TASK STATEMENT: Copy out only the lines between the one holding "Tag the white post" and the one holding "<point>7,42</point>", inclusive, keeping the requests. Multiply each point coordinate in the answers by 0.25 and round to whole numbers with halves going up, but leave the numbers in the requests and their format samples unchanged.

EXERCISE MATERIAL:
---
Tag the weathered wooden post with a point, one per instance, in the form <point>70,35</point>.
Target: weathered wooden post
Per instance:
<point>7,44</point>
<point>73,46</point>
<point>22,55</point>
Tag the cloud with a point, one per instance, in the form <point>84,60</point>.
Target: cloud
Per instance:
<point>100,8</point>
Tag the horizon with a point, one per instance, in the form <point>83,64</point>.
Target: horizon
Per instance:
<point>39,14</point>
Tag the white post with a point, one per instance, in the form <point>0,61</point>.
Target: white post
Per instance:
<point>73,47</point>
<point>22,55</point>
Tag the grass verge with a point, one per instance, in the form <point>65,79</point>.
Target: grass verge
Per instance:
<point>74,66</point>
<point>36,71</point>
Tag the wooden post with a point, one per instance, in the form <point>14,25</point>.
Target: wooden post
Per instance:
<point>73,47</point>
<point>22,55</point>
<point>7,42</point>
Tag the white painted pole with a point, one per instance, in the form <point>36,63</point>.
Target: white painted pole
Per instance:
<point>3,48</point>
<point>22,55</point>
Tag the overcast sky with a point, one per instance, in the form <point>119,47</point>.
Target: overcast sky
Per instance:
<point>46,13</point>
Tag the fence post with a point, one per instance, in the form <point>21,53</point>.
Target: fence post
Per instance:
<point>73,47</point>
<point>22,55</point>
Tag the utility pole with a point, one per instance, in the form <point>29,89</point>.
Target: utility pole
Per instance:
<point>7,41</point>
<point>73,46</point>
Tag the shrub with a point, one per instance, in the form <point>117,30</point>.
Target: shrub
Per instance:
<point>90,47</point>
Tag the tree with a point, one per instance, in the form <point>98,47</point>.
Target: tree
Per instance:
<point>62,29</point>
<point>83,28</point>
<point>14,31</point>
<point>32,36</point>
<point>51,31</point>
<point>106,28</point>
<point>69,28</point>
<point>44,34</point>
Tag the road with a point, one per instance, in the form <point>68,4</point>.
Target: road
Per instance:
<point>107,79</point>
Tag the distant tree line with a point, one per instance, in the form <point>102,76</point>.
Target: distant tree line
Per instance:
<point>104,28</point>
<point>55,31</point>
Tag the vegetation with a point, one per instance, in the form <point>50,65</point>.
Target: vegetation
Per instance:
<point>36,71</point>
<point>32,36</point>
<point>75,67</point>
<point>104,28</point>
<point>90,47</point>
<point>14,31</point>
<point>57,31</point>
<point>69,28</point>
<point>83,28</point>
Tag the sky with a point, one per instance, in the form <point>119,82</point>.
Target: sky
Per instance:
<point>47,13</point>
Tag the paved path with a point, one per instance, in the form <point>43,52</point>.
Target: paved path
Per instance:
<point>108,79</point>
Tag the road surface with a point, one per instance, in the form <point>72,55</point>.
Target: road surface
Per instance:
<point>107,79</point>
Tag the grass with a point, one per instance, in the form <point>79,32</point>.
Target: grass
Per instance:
---
PROBLEM SOLUTION:
Tag the white post with a point, one per instance, in the form <point>0,61</point>.
Target: white post
Per instance:
<point>18,12</point>
<point>6,14</point>
Tag the grass verge with a point, one per instance, in the form <point>65,79</point>.
Target: grass verge
Per instance:
<point>19,17</point>
<point>9,18</point>
Tag the wooden post with a point, one per instance, in the form <point>14,25</point>.
Target: wooden post
Per instance:
<point>18,12</point>
<point>6,14</point>
<point>2,11</point>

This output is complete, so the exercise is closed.